[Text section Boundary: Start]

Depending on your body type and your end goal, there are two main differences you’ll need to variate in your routine: which is the your diet and the cardio sessions.  With mesomorphs on the safest side, we’re talking mainly about ectomorphs and endomorphs.

During following the routine, ectomorphs need to put extra care into increasing their diet intake. While both need to maintain a wholesome diet that provides all of the essential vitamins, proteins, carbs, and essential fats, ectomorphs need to increase the portions and the frequency of their meals. Endomorphs, however, need to follow a more carbs and fat restrictive diet if they want to lose some fats.

The second difference is in the cardio sessions. Ectomorphs should minimize those sessions as much as possible, perhaps just one session a week, so they can avoid losing any body mass. On the other hand, cardio sessions will be very beneficial for endomorphs, which can go up to three of four session a week.

Here’s the Ultimate 6-Week Muscle & Strength Workout:

Now let’s start with the real work! Your ultimate 6-week muscle & strength workout plan focuses on hitting the major muscle groups in your body. This form of muscle training is known as “Split Training”. You’ll workout 3 to 4 days a week, with rest days in between. The only rule is that you’re not allowed to train the same muscle group two consecutive days.

Your week goes as follows:

Day 1: Legs and Lower Back (3-4 sets each)
Day 2: Chest, Biceps, Triceps, Shoulders, and Upper Back (3-4 sets each)
Day 3: Rest Day
Day 4: Legs and Lower Back (3-4 sets each)
Day 5: Chest, Biceps, Triceps, Shoulders, and Upper Back (3-4 sets each)
Day 6: Rest Day/Cardio
Day 7: Rest Day

And then you repeat this routine for 5 more weeks.

Before thinking about how boring this is going to be, it can be as boring or exciting as you make it to be! We’ve kept it vaguely general on purpose. When it comes to every set of muscle group training, you can choose from a big variety of exercises. Through the variation between the exercises that target the same muscle group, you can add new flavors to your routine every day of the week.

[Text section Boundary: End]
[Data provided Boundary: Start]

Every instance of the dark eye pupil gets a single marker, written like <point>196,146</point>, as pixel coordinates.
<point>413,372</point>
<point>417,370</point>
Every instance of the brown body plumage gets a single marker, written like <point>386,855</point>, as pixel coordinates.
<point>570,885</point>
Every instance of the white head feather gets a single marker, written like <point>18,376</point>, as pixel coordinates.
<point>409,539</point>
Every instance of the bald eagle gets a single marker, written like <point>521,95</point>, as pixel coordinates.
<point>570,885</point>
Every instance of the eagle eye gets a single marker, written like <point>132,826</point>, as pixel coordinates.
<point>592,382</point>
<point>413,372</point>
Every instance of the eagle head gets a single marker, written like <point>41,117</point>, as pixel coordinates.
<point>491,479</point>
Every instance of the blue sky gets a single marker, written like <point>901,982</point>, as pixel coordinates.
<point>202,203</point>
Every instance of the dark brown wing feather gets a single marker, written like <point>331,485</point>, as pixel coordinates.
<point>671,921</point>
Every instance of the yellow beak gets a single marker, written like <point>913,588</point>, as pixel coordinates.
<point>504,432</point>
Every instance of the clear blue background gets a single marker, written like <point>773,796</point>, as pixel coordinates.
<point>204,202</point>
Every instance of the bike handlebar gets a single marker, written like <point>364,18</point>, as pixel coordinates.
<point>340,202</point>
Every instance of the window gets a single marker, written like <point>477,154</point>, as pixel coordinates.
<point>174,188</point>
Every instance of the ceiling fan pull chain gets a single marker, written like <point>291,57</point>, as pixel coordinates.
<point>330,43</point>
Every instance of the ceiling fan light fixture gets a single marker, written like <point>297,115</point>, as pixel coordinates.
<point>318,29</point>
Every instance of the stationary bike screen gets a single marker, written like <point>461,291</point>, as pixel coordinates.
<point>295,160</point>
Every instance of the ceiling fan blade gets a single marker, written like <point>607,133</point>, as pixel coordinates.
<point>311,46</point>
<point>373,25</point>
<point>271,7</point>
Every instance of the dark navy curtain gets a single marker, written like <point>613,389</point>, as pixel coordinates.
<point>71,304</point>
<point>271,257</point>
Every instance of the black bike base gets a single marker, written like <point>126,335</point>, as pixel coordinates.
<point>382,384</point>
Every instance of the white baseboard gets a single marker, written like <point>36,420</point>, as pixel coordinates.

[Data provided Boundary: End]

### Problems and tasks
• 1. Please revise the workout text from "The second difference" to "session a week.", putting "two sessions a week" in place of "one session a week".
• 2. According to the workout text, what is the only rule of the split training plan?
The records play no role in this work.

### Responses to the exercise
• 1.
The second difference is in the cardio sessions. Ectomorphs should minimize those sessions as much as possible, perhaps just two sessions a week, so they can avoid losing any body mass. On the other hand, cardio sessions will be very beneficial for endomorphs, which can go up to three of four session a week.

• 2. You may not train the same muscle group on two consecutive days.